▸ ASSIGNMENT
Output exactly the line that includes "Could you point to the man in" and all the lines after it through the end of the listing below, and nothing more.

DATASET EXCERPTS START

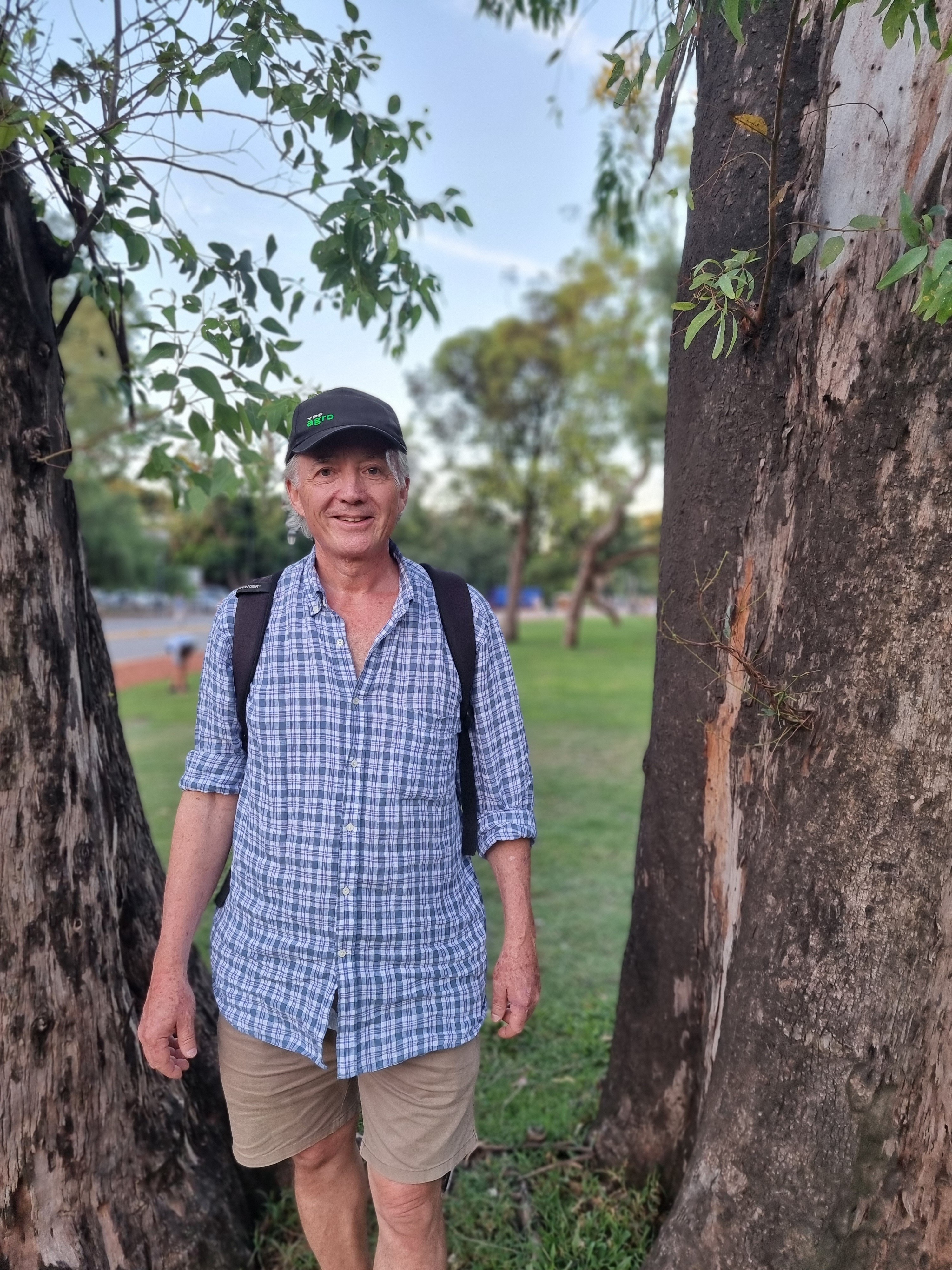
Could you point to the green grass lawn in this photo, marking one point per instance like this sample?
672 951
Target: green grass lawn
587 716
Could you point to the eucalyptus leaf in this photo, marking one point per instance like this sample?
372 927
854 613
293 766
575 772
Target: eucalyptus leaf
832 251
906 265
805 246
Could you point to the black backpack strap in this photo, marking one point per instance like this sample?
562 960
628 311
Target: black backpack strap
455 605
252 614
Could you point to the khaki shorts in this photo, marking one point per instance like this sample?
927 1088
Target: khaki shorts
418 1117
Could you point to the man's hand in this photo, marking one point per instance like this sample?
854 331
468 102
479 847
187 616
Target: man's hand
167 1031
200 846
516 986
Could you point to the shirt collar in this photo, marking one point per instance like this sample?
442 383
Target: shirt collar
314 591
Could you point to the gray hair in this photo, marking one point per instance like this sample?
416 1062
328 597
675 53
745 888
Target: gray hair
399 468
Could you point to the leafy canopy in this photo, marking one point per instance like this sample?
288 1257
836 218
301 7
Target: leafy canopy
243 95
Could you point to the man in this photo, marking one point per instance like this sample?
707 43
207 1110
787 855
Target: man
350 959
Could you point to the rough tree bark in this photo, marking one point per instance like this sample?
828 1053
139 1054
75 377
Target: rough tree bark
786 1005
105 1165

DATASET EXCERPTS END

▸ ANSWER
Could you point to the man in this photo, marking one point per instance like this sample?
707 43
207 1110
787 855
Target: man
350 959
Could you point to the rough tree bark in this photo, marking one point per instance like this sample?
828 1053
139 1054
75 377
Target: rough tree bark
786 1005
105 1165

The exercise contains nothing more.